==== EXTRAIT CHOISI
FREUD, LA DERNIÈRE CONFESSION
À la veille de la Seconde Guerre mondiale, Sigmund Freud s’est réfugié à Londres, en compagnie de sa fille Anna. Sous l’effet de l’âge et de la maladie, la star mondiale de la psychanalyse s’est changée en un vieillard aigri et capricieux. Mais la curiosité du professeur est piquée au vif lorsqu’un certain C.S Lewis, romancier et chrétien revendiqué, le mentionne dans l’une de ses publications. Leur rencontre autour de la question de Dieu va tourner au duel…
Critique du film
Le père de la psychanalyse a été décortiqué en long et en large par la littérature scientifique, au point de remettre aujourd’hui en cause ses théories ainsi que sa méthode fondamentale. Pourtant, le septième art s’est jusqu’à présent assez peu emparé de l’homme, sujet sûrement trop peu imagé pour espérer se voir mis en scène par quiconque. Matt Brown tente pourtant de relever le défi, en ne s’attelant pas à la réalisation d’un biopic, comme le cinéma américain les affectionne tant ces dernières années, mais en se focalisant sur une fenêtre plutôt courte à l’échelle de la vie de Sigmund Freud : son ultime agonie. L’occasion ici de mettre le docteur face à sa condition inéluctable d’humain.
La mort n’effraie pas tant le psychanalyste, incarné par un Anthony Hopkins physiquement bien casté, c’est ce qui entoure la fin qui sabote ses pensées, le pré-néant. Des doutes transmis à l’écrivain C. S. Lewis (dont l’ultime interview avec Freud reste historiquement hypothétique). Les deux hommes tiennent le film dans ce qui semble presque être un long dialogue de théâtre, des cris, des marmonnements, des apaisements survenant à la veille d’un monde s’apprêtant à être chamboulé. L’entretien semble comme hors du temps lorsqu’on connaît la suite à donner.
C’est en opposant la foi chrétienne aux constantes explications sexuelles de Freud que se manifeste la machinerie principale du film. L’œuvre tente de contrer celui qui s’est acharné à autopsier l’esprit humain en le positionnant face à ce qu’il ne pourra jamais atteindre. Ce propos s’avère éminemment philosophique, mais en réalité purement dialectique puisque Matt Brown peine à transformer cette longue conversation en un moment saisissant, bien qu’il tente d’insérer ici et là quelques séquences oniriques, jamais vraiment à la hauteur de ce qu’on imagine d’une rêverie Freudienne.
Quant à la soi-disant confrontation des idées sur la sexualité infantile et l’inconscient face à Dieu et à l’humain, la chose pourrait être étudiée à travers la fille de Sigmund Freud, incarnée ici par Liv Lisa Fries, dont la relation homosexuelle semble être en directe corrélation avec les théories de son père. La représentation de cette figure porte cela-dit à confusion, Anna Freud étant grandement réduite à son problème d’attachement vis-à-vis de son père, éludant ainsi totalement l’ambiguïté de la personne. Il reste toujours utile de rappeler qu’Anna Freud (dernière enfant du psychanalyste) est une figure sujette à débat, dont l’homosexualité semble avoir trouvé un pareil dans son homophobie (en grande partie du fait de son paternel), une sorte de « refoulée » pour employer un terme plus contemporain. En ce sens, le film assume son parti-pris ; seule sa facette lesbienne sera ici traitée, nullement sa haine quasi bipolaire envers les personnes homosexuelles provoquée par les théories aujourd’hui archaïques de son père. Les seuls éléments mettant sur la piste relèvent davantage du doute personnel, ce qui est bien loin des propos tenus par Anna Freud.
S’il ne s’agissait aucunement de faire le procès d’un personnage datant d’il y a plus d’un siècle, explorer les changements profonds liés à cette personnalité aurait sûrement inscrit le film dans une démarche plus légitime, et surtout bien plus pertinente qu’une simple retranscription des faits. Terriblement, Freud, la dernière confession s’apparente ainsi davantage à une interview reconstituée qu’à du pur cinéma tant le long-métrage brasse large en remettant au premier plan les théories freudiennes, dans le seul but d’entretenir une discussion, captivante à écouter mais d’une grande banalité artistique.
========
==== LIGNES FOURNIES
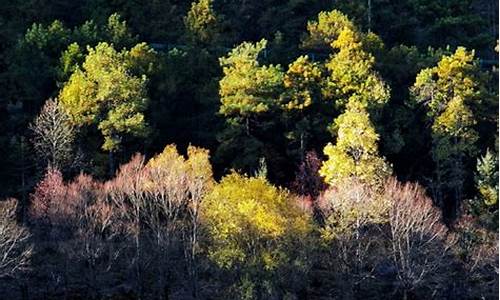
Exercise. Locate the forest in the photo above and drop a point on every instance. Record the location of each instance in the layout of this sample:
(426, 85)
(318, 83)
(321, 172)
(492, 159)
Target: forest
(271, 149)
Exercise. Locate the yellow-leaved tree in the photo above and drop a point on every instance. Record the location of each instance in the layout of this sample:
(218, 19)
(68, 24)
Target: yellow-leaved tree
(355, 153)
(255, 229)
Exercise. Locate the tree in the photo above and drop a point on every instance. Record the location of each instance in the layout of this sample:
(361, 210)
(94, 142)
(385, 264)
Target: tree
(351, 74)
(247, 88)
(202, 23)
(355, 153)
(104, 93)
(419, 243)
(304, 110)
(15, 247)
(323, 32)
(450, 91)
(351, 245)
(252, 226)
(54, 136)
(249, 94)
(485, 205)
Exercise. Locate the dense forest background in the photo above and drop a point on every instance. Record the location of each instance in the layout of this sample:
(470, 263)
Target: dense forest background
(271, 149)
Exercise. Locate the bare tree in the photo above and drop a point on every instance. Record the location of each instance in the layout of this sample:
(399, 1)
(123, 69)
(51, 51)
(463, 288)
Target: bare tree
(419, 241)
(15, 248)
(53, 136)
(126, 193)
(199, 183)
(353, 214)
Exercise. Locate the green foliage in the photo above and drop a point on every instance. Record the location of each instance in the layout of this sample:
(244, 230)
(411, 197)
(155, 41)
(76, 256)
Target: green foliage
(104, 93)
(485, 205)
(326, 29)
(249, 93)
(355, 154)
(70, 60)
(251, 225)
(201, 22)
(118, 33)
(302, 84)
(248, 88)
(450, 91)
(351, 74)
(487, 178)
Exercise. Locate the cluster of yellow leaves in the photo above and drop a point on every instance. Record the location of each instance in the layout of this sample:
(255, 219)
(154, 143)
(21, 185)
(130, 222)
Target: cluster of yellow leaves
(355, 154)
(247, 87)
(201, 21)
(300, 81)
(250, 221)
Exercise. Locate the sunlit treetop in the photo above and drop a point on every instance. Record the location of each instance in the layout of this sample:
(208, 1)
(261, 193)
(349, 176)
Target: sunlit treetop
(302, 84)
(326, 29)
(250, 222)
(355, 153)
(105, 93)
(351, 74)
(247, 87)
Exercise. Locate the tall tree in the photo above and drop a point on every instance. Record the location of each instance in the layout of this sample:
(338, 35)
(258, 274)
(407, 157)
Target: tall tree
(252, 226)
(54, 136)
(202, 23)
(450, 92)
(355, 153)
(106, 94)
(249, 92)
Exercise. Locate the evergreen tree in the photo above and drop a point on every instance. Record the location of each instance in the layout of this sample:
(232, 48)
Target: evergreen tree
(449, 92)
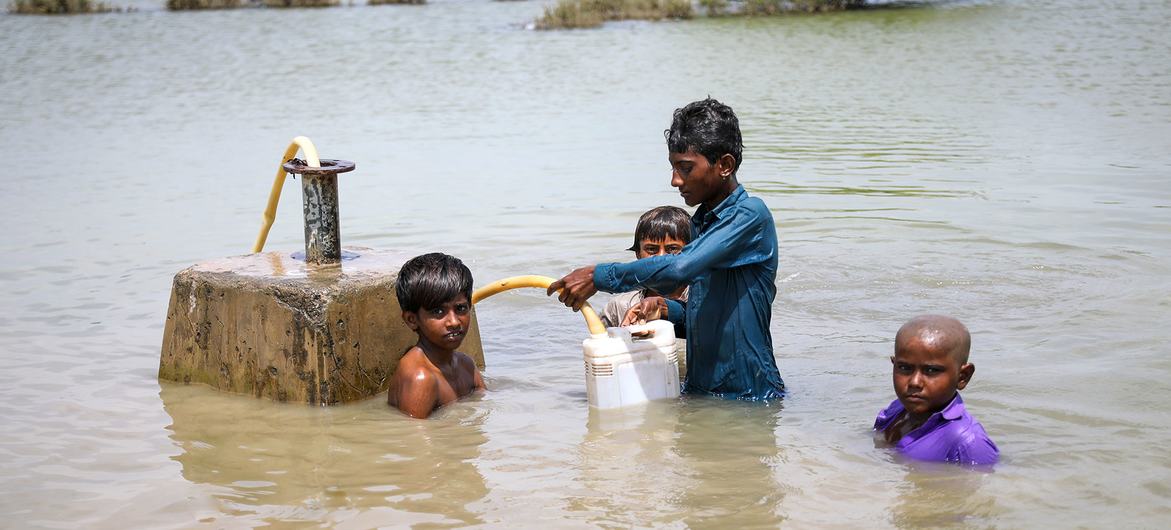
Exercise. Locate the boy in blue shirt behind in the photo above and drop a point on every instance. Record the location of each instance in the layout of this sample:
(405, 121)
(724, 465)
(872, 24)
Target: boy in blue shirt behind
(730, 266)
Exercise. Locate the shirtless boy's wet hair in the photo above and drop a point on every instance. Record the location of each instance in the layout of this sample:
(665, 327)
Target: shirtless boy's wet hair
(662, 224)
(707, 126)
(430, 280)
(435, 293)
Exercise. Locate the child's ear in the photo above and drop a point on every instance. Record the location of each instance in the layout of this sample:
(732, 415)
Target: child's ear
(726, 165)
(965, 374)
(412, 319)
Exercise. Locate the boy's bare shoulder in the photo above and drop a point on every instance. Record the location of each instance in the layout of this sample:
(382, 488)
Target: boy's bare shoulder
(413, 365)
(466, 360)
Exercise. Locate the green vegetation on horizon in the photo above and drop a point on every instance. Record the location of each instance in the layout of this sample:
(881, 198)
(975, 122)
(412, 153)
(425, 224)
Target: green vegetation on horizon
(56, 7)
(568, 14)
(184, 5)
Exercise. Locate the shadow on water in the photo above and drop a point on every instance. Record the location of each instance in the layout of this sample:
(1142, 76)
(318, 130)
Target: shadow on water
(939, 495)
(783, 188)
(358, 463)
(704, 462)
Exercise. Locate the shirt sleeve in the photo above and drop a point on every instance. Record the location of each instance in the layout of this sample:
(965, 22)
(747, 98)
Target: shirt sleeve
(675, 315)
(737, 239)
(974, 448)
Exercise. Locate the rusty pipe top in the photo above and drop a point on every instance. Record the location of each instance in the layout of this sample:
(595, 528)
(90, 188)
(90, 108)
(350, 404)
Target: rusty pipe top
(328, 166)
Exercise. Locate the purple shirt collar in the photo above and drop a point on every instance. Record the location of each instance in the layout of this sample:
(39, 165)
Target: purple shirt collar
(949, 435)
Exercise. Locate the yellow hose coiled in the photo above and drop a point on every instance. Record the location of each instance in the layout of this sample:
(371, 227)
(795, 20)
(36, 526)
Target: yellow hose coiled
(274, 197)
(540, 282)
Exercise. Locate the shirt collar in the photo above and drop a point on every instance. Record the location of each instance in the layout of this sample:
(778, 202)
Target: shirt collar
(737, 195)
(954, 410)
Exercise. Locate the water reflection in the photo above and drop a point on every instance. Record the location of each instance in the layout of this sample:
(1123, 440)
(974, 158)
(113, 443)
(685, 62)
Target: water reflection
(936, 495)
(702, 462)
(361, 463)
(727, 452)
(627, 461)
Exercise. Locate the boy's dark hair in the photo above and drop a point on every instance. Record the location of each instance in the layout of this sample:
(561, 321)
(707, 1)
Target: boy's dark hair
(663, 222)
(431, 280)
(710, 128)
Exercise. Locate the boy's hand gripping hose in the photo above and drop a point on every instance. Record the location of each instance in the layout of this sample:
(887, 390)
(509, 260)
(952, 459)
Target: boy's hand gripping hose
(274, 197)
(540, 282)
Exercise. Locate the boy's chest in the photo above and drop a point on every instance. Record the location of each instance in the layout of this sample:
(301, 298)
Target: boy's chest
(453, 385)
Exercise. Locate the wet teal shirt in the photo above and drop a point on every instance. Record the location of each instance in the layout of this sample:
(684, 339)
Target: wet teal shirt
========
**CONSIGNE 1**
Recopiez le passage de la critique du film qui va de « C’est en opposant » jusqu'à « d’une rêverie Freudienne. », ces deux bouts compris.
**CONSIGNE 2**
D'après la critique du film, quelle actrice joue Anna Freud ?

**RÉPONSE ÉCRITE 1**
C’est en opposant la foi chrétienne aux constantes explications sexuelles de Freud que se manifeste la machinerie principale du film. L’œuvre tente de contrer celui qui s’est acharné à autopsier l’esprit humain en le positionnant face à ce qu’il ne pourra jamais atteindre. Ce propos s’avère éminemment philosophique, mais en réalité purement dialectique puisque Matt Brown peine à transformer cette longue conversation en un moment saisissant, bien qu’il tente d’insérer ici et là quelques séquences oniriques, jamais vraiment à la hauteur de ce qu’on imagine d’une rêverie Freudienne.

**RÉPONSE ÉCRITE 2**
Liv Lisa Fries.